[Objective] Lines from the one containing "of the textured" through the end of the data are to be returned exactly, and no others.

[Recorded information]
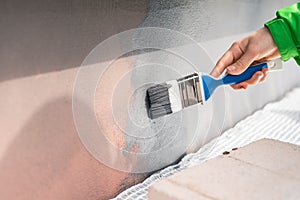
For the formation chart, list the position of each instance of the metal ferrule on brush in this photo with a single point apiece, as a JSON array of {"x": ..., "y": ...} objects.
[{"x": 190, "y": 90}]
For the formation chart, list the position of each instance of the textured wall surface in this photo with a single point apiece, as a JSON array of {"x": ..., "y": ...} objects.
[{"x": 42, "y": 45}]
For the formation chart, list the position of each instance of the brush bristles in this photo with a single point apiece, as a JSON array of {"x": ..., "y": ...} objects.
[{"x": 159, "y": 100}]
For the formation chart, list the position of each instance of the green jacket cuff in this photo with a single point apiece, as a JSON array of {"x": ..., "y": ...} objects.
[{"x": 283, "y": 39}]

[Problem solution]
For the formation chart, list the position of each instance of the textured wall surface in this photo with a single point apiece, as a JSON array of {"x": ..., "y": ...} objects.
[{"x": 42, "y": 45}]
For the formation chart, list the position of each instance of the brush bristles in this photo with a single point apiece, as a JSON array of {"x": ..., "y": ...} objects.
[{"x": 159, "y": 100}]
For the formation chart, list the position of each instance of the green jacket cuff in this photo with a single point apiece, as a JSON array of {"x": ..., "y": ...} objects.
[{"x": 283, "y": 39}]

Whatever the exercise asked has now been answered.